Write out exactly the lines from the one containing "Can you spot the shirt collar" through the last line of the records below, including both.

§ §

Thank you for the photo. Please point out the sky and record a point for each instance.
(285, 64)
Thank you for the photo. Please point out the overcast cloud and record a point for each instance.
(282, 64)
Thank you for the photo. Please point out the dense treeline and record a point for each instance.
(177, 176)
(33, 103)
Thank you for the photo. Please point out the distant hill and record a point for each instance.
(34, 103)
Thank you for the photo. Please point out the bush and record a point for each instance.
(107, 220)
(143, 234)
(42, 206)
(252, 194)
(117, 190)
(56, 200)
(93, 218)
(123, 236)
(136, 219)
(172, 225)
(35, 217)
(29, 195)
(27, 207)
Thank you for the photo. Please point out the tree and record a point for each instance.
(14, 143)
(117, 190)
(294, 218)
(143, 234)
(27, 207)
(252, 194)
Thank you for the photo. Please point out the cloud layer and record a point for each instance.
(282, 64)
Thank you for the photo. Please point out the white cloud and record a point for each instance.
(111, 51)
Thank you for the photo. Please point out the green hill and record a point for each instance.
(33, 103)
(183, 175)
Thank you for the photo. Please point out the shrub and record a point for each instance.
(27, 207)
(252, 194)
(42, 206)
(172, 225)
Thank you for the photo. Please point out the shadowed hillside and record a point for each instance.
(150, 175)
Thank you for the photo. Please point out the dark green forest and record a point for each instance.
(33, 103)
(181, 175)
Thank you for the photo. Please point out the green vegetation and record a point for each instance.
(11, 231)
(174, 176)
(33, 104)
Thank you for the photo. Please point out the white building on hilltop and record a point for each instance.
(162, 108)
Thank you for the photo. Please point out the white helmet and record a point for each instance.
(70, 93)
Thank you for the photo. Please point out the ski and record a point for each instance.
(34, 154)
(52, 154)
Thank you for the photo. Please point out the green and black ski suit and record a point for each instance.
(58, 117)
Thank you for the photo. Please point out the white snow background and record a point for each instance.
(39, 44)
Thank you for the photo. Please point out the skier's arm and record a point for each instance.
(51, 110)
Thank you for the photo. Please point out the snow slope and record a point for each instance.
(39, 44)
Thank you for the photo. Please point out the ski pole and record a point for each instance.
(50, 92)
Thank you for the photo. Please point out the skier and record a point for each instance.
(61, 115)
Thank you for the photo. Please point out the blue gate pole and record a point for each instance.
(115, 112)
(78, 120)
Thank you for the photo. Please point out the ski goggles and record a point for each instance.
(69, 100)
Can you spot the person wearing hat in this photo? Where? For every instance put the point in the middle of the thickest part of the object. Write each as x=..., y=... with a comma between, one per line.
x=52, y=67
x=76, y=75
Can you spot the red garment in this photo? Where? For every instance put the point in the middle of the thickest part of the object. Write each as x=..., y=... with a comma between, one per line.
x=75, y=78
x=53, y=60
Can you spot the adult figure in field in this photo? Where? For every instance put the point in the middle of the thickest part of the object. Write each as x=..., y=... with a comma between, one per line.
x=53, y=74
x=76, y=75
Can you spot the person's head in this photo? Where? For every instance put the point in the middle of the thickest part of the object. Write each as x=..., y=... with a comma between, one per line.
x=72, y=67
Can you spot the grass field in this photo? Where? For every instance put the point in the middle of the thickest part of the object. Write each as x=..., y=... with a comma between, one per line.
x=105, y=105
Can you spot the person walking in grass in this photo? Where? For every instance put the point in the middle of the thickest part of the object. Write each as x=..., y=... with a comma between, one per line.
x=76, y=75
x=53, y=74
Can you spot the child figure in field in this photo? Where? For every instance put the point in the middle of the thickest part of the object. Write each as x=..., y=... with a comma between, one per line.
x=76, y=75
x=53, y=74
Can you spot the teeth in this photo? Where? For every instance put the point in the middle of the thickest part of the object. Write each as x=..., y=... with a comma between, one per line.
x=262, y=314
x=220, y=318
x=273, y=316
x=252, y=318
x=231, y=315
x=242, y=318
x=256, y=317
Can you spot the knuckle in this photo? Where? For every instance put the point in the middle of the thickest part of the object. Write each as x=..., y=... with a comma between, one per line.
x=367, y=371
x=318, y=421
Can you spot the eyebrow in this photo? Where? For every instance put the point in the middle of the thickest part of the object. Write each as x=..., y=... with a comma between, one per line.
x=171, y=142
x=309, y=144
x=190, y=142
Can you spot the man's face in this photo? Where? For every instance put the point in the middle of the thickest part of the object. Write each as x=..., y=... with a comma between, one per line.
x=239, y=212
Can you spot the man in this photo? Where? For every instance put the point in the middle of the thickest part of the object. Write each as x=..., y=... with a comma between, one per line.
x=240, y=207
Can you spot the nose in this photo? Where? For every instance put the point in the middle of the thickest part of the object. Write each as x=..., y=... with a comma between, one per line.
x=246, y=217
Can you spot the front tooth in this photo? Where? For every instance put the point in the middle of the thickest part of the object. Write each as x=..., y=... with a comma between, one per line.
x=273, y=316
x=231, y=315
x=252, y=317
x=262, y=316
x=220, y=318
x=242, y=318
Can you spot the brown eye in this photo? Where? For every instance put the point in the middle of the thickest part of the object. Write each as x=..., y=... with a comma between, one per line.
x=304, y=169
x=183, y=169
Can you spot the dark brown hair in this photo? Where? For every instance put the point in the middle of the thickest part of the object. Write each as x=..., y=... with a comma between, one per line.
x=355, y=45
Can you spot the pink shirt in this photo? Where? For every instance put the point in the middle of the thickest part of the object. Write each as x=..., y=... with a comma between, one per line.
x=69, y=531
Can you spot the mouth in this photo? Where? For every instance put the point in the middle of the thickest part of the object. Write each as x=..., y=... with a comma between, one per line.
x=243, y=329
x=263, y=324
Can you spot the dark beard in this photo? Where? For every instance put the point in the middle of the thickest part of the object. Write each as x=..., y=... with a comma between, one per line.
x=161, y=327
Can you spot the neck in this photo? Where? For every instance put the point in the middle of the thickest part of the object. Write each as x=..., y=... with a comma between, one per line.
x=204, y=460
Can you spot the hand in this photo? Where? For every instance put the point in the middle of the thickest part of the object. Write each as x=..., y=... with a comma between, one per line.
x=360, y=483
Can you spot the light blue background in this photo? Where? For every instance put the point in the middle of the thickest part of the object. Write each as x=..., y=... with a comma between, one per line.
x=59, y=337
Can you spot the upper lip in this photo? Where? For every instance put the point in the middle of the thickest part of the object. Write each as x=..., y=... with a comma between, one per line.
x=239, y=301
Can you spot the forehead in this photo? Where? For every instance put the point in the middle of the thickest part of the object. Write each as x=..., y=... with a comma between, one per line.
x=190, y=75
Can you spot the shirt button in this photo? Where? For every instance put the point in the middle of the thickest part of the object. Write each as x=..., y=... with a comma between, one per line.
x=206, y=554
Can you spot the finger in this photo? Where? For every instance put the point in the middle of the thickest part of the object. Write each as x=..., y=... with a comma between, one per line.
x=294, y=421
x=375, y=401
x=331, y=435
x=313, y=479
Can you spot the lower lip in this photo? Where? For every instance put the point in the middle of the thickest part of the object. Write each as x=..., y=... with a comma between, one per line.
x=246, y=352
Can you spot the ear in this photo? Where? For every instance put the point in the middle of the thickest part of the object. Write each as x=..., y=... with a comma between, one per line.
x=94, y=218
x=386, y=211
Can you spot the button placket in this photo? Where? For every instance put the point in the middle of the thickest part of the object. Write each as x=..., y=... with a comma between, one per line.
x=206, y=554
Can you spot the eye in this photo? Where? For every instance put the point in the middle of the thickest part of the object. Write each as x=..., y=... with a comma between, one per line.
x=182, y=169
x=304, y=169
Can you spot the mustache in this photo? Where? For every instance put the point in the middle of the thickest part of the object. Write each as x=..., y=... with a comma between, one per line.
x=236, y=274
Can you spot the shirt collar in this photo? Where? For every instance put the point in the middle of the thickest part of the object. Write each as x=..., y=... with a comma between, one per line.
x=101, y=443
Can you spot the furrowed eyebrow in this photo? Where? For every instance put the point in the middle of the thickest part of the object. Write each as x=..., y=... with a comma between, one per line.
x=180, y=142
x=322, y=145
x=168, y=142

§ §

Exercise answer
Can you spot the shirt collar in this photo? Where? For every instance put the point in the middle of the thickest part of the object. Write each as x=..., y=... with a comma between, one per line.
x=101, y=443
Can you spot the furrowed eyebrow in this photo? Where? For every instance put the point in the middle of the thickest part of the object. Write each as x=..., y=... with a comma between, one per line.
x=180, y=142
x=322, y=145
x=168, y=142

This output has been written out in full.